Stored items
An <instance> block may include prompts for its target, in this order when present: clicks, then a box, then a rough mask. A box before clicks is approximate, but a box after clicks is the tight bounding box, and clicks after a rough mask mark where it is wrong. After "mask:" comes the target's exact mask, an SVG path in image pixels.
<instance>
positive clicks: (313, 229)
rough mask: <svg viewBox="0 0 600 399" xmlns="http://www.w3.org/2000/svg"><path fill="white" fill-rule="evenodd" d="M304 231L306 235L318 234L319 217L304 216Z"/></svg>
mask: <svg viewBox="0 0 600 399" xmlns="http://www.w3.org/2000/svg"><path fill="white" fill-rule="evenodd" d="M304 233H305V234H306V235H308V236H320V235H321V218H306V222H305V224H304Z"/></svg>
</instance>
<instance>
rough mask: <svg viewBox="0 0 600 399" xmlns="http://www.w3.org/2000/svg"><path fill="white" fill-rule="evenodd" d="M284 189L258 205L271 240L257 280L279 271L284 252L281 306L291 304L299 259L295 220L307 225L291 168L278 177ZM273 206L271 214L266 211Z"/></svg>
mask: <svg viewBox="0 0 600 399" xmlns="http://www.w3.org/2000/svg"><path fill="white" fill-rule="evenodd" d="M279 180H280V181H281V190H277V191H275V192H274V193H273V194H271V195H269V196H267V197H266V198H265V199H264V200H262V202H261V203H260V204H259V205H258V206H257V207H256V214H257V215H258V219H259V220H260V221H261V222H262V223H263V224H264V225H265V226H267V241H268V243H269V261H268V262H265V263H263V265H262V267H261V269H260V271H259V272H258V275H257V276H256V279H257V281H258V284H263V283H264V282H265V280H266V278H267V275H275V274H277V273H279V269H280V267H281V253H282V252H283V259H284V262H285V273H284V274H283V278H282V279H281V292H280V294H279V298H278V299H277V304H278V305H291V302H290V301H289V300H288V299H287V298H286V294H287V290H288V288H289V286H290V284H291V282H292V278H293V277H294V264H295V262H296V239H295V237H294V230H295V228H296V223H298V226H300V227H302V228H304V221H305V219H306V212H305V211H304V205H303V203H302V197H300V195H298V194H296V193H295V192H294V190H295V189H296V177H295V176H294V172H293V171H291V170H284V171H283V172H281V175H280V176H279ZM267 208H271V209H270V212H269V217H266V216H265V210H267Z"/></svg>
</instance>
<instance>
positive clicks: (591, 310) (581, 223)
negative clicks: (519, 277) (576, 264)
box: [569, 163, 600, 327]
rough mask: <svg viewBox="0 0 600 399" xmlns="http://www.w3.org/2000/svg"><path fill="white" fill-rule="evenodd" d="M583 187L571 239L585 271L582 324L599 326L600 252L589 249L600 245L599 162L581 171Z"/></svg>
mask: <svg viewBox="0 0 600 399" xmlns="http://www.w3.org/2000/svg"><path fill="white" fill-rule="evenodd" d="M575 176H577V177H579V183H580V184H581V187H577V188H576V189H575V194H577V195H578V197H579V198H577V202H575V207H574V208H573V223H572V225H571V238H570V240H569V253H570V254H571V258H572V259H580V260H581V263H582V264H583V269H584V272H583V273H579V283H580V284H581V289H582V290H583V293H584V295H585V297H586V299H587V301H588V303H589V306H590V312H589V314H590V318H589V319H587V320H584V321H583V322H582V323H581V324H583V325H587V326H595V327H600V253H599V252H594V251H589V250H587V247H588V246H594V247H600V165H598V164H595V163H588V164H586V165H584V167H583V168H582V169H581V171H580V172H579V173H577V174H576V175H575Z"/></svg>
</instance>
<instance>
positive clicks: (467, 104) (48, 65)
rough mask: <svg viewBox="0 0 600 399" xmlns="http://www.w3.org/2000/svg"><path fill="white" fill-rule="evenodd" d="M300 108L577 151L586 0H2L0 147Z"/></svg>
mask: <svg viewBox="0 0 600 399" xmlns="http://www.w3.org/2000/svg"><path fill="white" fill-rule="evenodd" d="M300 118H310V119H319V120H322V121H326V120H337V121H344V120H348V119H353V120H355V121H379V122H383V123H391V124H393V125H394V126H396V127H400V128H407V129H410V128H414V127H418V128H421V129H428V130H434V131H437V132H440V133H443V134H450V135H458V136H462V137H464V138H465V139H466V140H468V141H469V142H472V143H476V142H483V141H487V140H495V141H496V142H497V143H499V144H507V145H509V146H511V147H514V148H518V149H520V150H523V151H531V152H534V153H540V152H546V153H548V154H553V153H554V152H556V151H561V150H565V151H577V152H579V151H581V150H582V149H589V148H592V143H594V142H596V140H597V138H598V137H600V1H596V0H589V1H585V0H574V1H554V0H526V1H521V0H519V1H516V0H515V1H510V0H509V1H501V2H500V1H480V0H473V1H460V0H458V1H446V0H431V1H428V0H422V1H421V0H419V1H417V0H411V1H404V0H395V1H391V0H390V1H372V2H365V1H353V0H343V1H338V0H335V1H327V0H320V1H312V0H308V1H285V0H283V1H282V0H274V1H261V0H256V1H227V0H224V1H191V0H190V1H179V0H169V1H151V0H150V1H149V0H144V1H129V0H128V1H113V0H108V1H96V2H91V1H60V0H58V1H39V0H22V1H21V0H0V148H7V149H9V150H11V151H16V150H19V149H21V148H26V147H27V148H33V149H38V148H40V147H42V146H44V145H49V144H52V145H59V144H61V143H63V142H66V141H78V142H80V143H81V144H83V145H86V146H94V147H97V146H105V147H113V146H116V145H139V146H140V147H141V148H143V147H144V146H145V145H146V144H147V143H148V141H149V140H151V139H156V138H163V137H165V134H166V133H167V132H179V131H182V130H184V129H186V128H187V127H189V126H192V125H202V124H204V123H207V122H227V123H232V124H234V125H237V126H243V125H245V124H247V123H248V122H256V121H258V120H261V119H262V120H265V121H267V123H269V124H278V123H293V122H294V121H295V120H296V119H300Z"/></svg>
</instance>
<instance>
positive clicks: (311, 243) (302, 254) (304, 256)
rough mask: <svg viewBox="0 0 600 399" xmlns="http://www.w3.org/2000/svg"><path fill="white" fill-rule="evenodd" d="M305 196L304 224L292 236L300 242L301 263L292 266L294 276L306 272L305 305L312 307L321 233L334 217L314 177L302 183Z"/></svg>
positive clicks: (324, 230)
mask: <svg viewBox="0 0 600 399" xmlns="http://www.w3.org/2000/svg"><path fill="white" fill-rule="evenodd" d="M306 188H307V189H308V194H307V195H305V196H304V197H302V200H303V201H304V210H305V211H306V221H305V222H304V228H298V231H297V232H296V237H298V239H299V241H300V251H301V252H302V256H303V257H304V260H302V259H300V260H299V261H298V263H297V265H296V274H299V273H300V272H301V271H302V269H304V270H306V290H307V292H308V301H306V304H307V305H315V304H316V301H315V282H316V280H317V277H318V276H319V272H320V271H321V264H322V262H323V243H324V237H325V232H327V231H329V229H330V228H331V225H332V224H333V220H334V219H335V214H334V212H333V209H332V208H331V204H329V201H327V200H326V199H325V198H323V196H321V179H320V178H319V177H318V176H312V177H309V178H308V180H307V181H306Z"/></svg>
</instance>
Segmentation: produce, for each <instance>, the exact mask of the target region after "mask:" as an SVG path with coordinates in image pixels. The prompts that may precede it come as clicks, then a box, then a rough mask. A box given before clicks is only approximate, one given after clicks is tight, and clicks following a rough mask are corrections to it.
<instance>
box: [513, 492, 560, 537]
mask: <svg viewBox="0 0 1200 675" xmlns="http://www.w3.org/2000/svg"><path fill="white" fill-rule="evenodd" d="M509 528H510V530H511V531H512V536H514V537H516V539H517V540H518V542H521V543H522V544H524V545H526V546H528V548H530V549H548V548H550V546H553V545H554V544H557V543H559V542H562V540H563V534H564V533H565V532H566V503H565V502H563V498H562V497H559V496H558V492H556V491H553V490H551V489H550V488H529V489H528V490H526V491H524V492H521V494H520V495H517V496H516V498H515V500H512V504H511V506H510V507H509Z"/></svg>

**Your task**
Count the lines of the entries above that contain the string "after", with case counting, and give only the number.

**Task answer**
2